- **Exercise task**
Please quote only the lines that start at the one with "Please indicate the seed" and go on to the last line of the data, both ends kept.

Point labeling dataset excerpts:
◆ ◆ ◆ ◆ ◆ ◆ ◆

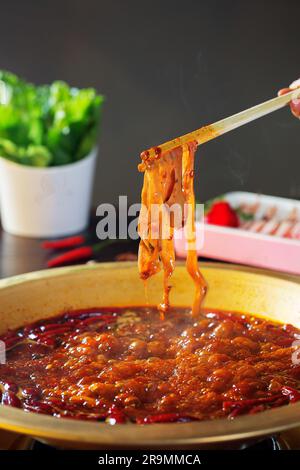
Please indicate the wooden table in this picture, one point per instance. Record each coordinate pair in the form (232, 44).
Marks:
(19, 255)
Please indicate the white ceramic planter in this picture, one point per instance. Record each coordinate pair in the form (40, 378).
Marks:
(46, 202)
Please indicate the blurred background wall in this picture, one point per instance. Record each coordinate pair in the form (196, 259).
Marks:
(167, 67)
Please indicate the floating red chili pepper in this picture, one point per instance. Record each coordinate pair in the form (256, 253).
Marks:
(164, 418)
(292, 393)
(68, 242)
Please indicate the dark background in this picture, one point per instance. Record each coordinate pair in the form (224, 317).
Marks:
(166, 68)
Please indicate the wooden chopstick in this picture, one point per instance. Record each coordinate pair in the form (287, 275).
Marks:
(206, 133)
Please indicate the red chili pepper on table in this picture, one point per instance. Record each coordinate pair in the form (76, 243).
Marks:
(68, 242)
(80, 253)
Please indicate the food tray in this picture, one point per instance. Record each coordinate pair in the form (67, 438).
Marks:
(239, 245)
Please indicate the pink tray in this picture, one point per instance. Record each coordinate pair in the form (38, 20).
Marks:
(242, 246)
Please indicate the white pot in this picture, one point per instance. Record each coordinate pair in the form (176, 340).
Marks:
(46, 202)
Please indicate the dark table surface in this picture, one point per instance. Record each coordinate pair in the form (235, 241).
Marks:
(19, 255)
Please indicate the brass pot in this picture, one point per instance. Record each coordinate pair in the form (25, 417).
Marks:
(34, 296)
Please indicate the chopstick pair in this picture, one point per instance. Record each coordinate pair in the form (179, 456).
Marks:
(206, 133)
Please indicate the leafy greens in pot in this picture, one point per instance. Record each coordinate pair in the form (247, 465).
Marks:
(46, 125)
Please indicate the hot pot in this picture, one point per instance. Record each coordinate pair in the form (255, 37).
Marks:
(33, 296)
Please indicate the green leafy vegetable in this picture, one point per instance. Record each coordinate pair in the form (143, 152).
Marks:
(46, 125)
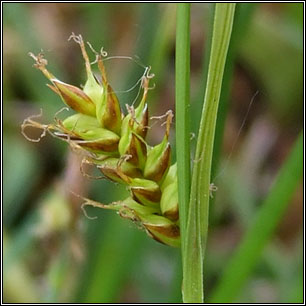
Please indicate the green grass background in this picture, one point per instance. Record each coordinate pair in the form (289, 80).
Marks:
(52, 253)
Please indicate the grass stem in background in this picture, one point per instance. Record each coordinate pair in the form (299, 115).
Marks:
(182, 98)
(262, 228)
(197, 224)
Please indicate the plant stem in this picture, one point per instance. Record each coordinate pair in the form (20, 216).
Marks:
(182, 97)
(262, 228)
(197, 224)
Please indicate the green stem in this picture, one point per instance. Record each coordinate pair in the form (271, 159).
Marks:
(262, 228)
(182, 91)
(197, 224)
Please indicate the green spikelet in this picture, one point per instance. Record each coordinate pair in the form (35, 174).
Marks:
(115, 144)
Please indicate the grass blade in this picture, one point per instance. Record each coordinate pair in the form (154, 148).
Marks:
(262, 228)
(182, 98)
(197, 225)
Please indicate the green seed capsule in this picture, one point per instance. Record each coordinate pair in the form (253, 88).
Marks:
(86, 132)
(75, 98)
(158, 161)
(108, 110)
(170, 178)
(169, 202)
(145, 192)
(161, 229)
(109, 167)
(135, 147)
(137, 119)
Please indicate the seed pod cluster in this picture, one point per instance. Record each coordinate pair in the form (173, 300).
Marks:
(116, 144)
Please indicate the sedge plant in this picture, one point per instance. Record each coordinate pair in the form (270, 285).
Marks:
(166, 200)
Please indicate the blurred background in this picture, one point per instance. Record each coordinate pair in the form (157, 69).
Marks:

◆ ◆ ◆ ◆ ◆ ◆ ◆

- **Reply**
Please indicate the seed pod cluster in this picture, one point per instance. Record each coordinate pair in the form (173, 300).
Marks:
(116, 144)
Please indicate the sedge plant in this picture, one point per instance. Record each coordinate pair in the form (270, 285).
Marks:
(166, 200)
Please indicate the blurred background in this picture, one point per instance. Record each coordinate pair in the form (157, 69).
Marks:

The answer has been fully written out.